WORK TO BE COMPLETED:
Down to the last line, retype the records below exactly and skip the pictures.
[Opening DATA SHOWN section]
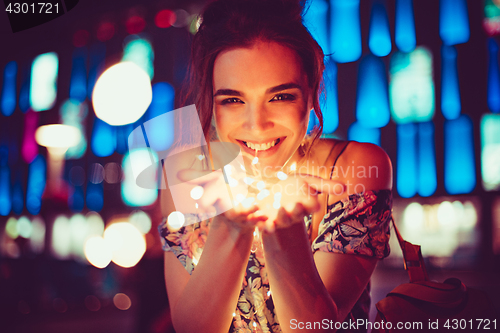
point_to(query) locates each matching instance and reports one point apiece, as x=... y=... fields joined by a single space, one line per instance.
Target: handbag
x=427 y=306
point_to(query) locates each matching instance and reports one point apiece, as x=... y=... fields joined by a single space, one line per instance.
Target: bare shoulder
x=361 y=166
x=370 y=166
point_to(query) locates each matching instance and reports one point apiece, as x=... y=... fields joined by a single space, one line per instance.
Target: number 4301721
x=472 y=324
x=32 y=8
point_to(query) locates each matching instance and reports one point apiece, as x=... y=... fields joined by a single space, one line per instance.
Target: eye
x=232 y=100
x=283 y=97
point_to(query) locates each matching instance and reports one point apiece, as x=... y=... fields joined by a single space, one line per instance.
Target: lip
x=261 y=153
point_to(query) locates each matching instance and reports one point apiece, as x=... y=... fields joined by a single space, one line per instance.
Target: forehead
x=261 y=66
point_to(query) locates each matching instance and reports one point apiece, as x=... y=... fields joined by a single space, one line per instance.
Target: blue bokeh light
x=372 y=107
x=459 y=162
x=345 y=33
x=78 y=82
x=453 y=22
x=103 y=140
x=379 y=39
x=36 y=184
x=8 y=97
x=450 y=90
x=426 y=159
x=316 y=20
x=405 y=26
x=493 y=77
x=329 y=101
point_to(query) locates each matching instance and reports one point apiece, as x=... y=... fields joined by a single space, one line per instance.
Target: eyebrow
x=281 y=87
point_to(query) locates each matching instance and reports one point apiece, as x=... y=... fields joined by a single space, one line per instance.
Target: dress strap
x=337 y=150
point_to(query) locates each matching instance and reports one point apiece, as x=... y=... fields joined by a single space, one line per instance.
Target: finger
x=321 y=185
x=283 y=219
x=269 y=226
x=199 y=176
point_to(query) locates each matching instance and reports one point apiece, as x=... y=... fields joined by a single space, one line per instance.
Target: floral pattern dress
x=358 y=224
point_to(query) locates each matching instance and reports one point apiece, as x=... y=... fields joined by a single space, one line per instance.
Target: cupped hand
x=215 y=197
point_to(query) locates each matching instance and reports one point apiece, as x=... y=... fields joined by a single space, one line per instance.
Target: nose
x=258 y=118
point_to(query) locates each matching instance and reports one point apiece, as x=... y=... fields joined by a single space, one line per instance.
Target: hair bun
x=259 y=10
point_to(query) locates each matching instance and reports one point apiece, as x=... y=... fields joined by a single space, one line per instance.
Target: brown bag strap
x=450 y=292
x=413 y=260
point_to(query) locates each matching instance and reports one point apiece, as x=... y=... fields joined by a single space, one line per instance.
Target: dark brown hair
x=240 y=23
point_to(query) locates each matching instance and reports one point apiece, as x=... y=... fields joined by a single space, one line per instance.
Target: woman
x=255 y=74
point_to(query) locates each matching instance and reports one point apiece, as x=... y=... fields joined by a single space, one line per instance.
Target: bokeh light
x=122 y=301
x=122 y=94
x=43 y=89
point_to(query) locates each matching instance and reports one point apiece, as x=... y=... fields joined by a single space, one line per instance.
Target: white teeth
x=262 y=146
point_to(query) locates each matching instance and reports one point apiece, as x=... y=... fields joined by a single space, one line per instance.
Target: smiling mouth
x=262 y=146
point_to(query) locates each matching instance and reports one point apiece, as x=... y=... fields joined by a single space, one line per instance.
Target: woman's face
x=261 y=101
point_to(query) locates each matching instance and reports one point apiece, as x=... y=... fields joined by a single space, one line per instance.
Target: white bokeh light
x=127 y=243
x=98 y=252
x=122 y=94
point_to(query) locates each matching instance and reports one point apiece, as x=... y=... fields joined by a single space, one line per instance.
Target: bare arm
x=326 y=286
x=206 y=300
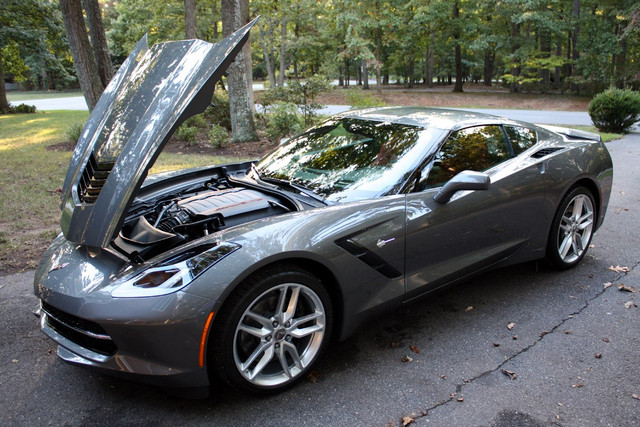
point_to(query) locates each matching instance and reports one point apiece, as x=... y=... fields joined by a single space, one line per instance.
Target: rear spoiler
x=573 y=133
[Closing DATA SHOWN section]
SOLUTION TO THIS EXERCISE:
point_to(query) locates each matching instance and reports one point apiece, as x=... y=... fields joined by a single space, one line per instance.
Target: handbag
x=427 y=306
point_to(query) locates each matching instance and reports one point apiece, as x=... y=... fields joined by a single space, one line per instance.
Target: bare shoulder
x=361 y=166
x=370 y=166
point_to(query) locates each matching instance and reports one point apiece, as x=... y=... fields joined by a single space, one line per instance.
Target: number 4301721
x=472 y=324
x=32 y=8
point_to(query) locates each matching instance and reports one point apiece, as x=... y=... fields joined by a single space, one line per instance.
Target: eye
x=232 y=100
x=283 y=97
point_to(query) locates each matching instance and reports one point apiece, as x=... y=... fields joined by a single space, one line per instance.
Target: lip
x=261 y=153
point_to(query) locates each matching instance and reports one point apiece, as x=... y=... fields joined by a single space, one line per instance.
Target: forehead
x=261 y=66
point_to(query) locates each matching instance and reports one point apiece, as x=... y=... fields joined by a single space, one line per instance.
Target: blue bokeh light
x=372 y=107
x=459 y=162
x=345 y=33
x=78 y=82
x=453 y=22
x=103 y=140
x=379 y=39
x=36 y=184
x=8 y=97
x=450 y=90
x=426 y=159
x=316 y=20
x=405 y=26
x=493 y=77
x=329 y=101
point_to(query) locates each matching instance and reports one point apiece, as x=... y=... fields joined by a single space, one line per instance.
Target: eyebrow
x=281 y=87
point_to(query) locates each matching instance and reports one point apiece, as x=... y=... fields joined by a single space, one line per instance.
Target: dress strap
x=337 y=150
point_to(query) locates each matching instance and reports one point apiece, as x=... y=... fields joined by a single space, one line per instance.
Target: finger
x=321 y=185
x=283 y=219
x=269 y=226
x=199 y=176
point_to(query) locates each matching instance and reports one point apiece, as x=... y=... fields joined by a single space, one line per instance.
Target: floral pattern dress
x=358 y=224
point_to(query) locates each matching instance and reports one point apiece, as x=... y=... fields joined by a single space, one line per instance.
Target: cupped hand
x=215 y=197
point_to(query) locates each matching instance and reports one point apiece, as x=... y=... fields joined by a single space, one line per instance.
Target: nose
x=258 y=118
point_to(query) locates each matching instance and reports one point apiece, as x=... y=... fields joined by a single space, one line per instance.
Target: hair bun
x=259 y=10
point_to(query) locates each matching instance and reports one point apiece, as x=... y=... fields joined by a single space, one line per instance.
Target: brown bag strap
x=450 y=292
x=413 y=260
point_to(query) locates each matching instance and reports one point apiece, as x=... y=... fields joined by a single space, one line per instance.
Target: dark brown hair
x=240 y=23
point_to(query) locates each matching instance and reports one point apiece, as x=... y=... fields joined by a single space, one line per instance.
Target: woman
x=255 y=74
point_to(query) locates each matching instance and reports one point apiece, as x=... y=... fields joined by a single space, one line per instance.
Target: bokeh light
x=122 y=301
x=122 y=94
x=43 y=89
point_to(query) locates each matching instance and reports one point apiece, as x=... y=... fields joined by a single space, one line per instance.
Target: white teeth
x=262 y=146
point_to(query) locates each matching instance and reports one point apiece, as x=... y=... fields joined by a single space, one line per instance.
Target: smiling mouth
x=262 y=146
point_to(query) locates each matching instance and reports one point apiece, as x=... y=... fields joined by a single space, one line per instance.
Target: woman's face
x=261 y=101
point_to(query) locates each matching instance and reports one point apiece, as x=... y=... fields joined by a single space, one line per instance.
Target: white bokeh light
x=127 y=243
x=98 y=252
x=122 y=94
point_to(query) locates each matching instance and reports one point apiece, as x=... y=... fields joined by a single space, one line per instance.
Target: bare arm
x=326 y=286
x=206 y=300
point_to(query) locates each matching instance and reports one point apiece, as x=... y=... fields joined by a single space, one line per instance.
Target: rear spoiler
x=573 y=133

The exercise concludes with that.